Reading passage —

November 3, 1998 | Commentary on Welfare and Welfare Spending , Poverty and Inequality

"Poor" is a Relative Term

Talk about exaggeration. Earlier this fall the U.S. Census Bureau issued a report claiming there are more than 30 million Americans living "in poverty." But a closer look at these "poor" people shows them to be far less impoverished than you might think.

According to government data collected by my colleague Robert Rector, 97 percent of the households labeled "poor" by the Census Bureau own color televisions, nearly three-quarters have video cassette recorders, and 70 percent own cars.

A lot of the poor also own their own homes, 41 percent to be exact. And these homes aren't small. The average poor person in America has 440 square feet of living space, more than the typical middle-class resident of Paris, London or Vienna.

Very few poor people go hungry either. A 1989 survey by the Department of Health and Human Services found just 3 percent of Americans saying they "sometimes" do not have enough to eat. On the contrary, the chief nutritional problem facing the poor is obesity.

No one would deny that some Americans are truly needy. But 35.6 million of them? Only if you accept the Census Bureau's bizarre definition of poverty. For example, in determining whether someone is "poor," the Census Bureau counts only current income, ignoring assets accumulated in prior years. So if Bill Gates had a bad year and made no income he could be labeled poor, despite his accumulated billions. This helps explain why more than 200,000 "poor" people own homes worth more than $300,000.

Information provided —
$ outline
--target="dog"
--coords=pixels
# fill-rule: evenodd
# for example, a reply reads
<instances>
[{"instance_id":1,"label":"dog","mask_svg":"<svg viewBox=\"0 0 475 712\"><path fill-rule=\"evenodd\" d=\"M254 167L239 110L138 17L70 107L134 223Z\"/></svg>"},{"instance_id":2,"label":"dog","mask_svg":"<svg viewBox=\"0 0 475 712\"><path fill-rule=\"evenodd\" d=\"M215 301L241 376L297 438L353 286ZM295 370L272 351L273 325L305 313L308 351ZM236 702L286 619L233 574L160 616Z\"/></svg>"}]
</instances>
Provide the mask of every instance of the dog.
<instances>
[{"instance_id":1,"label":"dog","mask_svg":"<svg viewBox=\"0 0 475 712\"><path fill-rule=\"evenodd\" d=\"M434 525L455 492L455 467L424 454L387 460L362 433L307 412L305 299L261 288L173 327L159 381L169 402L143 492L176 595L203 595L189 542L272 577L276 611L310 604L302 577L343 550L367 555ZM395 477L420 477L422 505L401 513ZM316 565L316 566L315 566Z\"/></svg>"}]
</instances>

Exercise instructions —
a. According to the commentary on poverty, what percentage of households the Census Bureau labels "poor" own cars?
b. Carry on the commentary on how poverty is counted in America, picking up after its final sentence.

Answers given —
a. 70 percent.

b.
The Census Bureau also misses a lot of income. In 1996, the Department of Commerce determined that the aggregate personal income of Americans was $6.8 trillion. Yet the Census Bureau counted only $4.8 trillion.

Where did the extra $2 trillion go? A significant portion went to the poor. In 1995 the Census Bureau said the income of the poorest 20 percent of U.S. households averaged only $8,350. Yet the Labor Department claimed these same households spent $14,607. In other words, the average "poor" household spent $6,257 more than the Census Bureau said it makes. And these figures don't even include the value of government housing and health-care assistance.

The annual Census poverty report was created as a public relations gimmick to push President Lyndon Johnson's "War on Poverty." The goal was to enlarge the apparent number of the poor, thus building support for Johnson's welfare policies.

Those policies did raise incomes in poor communities, by transferring money from those who work to those who don't-or won't. But these same policies destroyed many families. When the War on Poverty began, 7.7 percent of children were born out of wedlock. Today, due in large measure to welfare programs that discourage marriage, the illegitimacy rate is 32 percent.

By undermining hard work, self control and marital stability, the War on Poverty has harmed those it intended to help. The Census poverty report contributes to these misguided policies by inflating the population of the poor, giving liberals ammunition to push for more social spending.

It would be bad enough if the Census poverty report were just inaccurate. It's unconscionable that it is used to promote the same programs that spawned urban decay in the first place. The next time you hear inflated estimates of how many poor people there are in America, take them with a grain of salt-or better yet, a whole salt shaker.

Edwin J. Feulner is president of The Heritage Foundation (, a Washington-based public policy research institute.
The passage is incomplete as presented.